The Great Roommate Mistake

It's the summer before your freshman fall and the admissions office is inundating you with brochures, newsletters and countless forms that you separate into piles of "important" and "do later." Among the "important" piles is the roommate application. The form by which the College will match you up with your soul mate, the person who will immediately understand your hopes and dreams and will bind you two in a lasting friendship transcending the brief span of your collegiate years.... yeah, right.

The Dartmouth roommate application consists of four general questions which if matched correctly will at best avoid a few of the worst roommate complaints and in most cases assures nothing at all.

Let's begin by analyzing a situation where the College does actually take the time to match the students answers correctly. Question one, "Do you smoke?" Now one would think this is a fairly simple and straight forward question but much to the chagrin of many roommates it is not. For example, many students seem to use this question as an opportunity to try and quit smoking. The logic of the student seems to follows this pattern "Well, I smoke now but if I say that I don't smoke than that means I'll have to quit this summer and once I actually try to quit it'll be no problem, right?" Ask their non-smoking roommates how well it worked and you my find a flaw in this logic.

Question two, "Do you stay up late or go to bed early?" Now when I read this question I saw it as "Do you party or do you not?" others saw it as "Do you stay up until all hours of the night studying or do you not?" Two people might answer yes to the question but I'd be doubtful that it assured any type of compatibility. Third question, "Are you messy or neat?" For me I found this question to be a double edged-sword. I could have answered I'm more messy than neat and have gotten a complete slob who believed you only saw the floor on the first and last day of every term so instead I put more neat than messy and was paired with a roommate who won the award for the neatest room at her boarding school.

The last question is, "Do you study to music?" Now my advice to anyone filling out this form would be to say no unless it is absolutely essential that you hear music while studying because if you say yes, that means your roommate also said yes but the problem is neither one of you specified as to what kind of music you said yes to and you could very well find yourself trying to drown out a technosized version of sounds of the rainforest or the song Lady in Red being played over and over and over again until you think you're going to crack.

▶ **Data for review**:

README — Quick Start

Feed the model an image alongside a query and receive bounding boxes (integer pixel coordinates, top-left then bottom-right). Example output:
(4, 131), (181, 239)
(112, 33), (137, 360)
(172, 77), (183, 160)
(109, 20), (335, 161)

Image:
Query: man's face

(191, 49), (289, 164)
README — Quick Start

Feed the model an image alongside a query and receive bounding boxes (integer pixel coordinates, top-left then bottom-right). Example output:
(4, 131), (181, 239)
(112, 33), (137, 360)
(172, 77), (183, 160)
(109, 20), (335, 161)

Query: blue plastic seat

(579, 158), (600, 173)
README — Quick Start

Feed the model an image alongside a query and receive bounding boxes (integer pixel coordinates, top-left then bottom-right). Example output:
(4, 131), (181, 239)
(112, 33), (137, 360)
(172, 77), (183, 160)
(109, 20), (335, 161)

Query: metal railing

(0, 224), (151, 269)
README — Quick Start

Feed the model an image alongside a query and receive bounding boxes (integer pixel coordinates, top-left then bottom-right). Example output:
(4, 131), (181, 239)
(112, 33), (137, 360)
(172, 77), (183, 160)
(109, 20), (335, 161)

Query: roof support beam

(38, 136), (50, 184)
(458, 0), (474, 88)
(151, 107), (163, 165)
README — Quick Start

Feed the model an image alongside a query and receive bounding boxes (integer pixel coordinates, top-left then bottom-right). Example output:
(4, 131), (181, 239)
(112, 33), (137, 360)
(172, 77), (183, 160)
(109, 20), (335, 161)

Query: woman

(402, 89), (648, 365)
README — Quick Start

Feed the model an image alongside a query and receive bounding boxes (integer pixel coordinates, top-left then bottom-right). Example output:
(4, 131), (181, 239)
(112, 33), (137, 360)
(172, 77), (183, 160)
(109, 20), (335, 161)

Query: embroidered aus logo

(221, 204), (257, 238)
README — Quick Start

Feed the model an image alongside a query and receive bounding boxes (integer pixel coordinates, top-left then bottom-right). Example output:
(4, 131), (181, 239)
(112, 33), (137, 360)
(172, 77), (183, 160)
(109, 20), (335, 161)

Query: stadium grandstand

▶ **Tasks to carry out**:
(1) Reproduce the roommate application piece word for word, everything from "The Dartmouth roommate" down to "nothing at all.".
(2) In two sentences, summarize the piece on the Dartmouth roommate application.
(3) Write the next part of the essay about the Dartmouth roommate application, picking up after its final sentence.
The records have nothing to do with the roommate application piece.

▶ **Answers to each task**:
(1)
The Dartmouth roommate application consists of four general questions which if matched correctly will at best avoid a few of the worst roommate complaints and in most cases assures nothing at all.

(2) The Dartmouth roommate application asks four general questions about smoking, bedtimes, neatness and studying to music, and matching the answers at best avoids a few of the worst roommate complaints and usually assures nothing. Each question can be misread or answered unreliably, as when smokers say they don't smoke in hopes of quitting, or when two students who both study to music never specify what kind of music they mean.

(3)
Because of this obviously ineffective way of matching people up I have devised my own set of questions to add to the roommate application form that address some additional issues that can cause roommate tension.

Question one, "Do you believe your dirty dishes should double as bacteria cultures?"

Question two, "How often do you shower and do you believe time in a pool can be used as a substitute for a shower?"

Question three, "Does excessive alcohol impair your bladder control?"

Question four, " You come back at 1 a.m. on a Friday night to find the door locked, do you assume your roommate's not home or your roommate's not alone?"

Question five, " Do you consider holding the cigarette out the window not smoking in the room?"

Question six, "Do you own fewer than four CDs and do any of them feature anything that could be grouped under the heading of lite sounds?"

Question seven, "Do you believe your body is simply a container?"

And finally, "Would you ever consider hacking your roommate to death with a knife? (applies only to Harvard transfer students)"

Obviously these added questions won't solve all problems having a roommate can produce. Being suddenly forced to live in close quarters with a complete stranger is bound to cause some tension but with patience and ingenuity you can turn those roommate fights into subject material for your next editorial.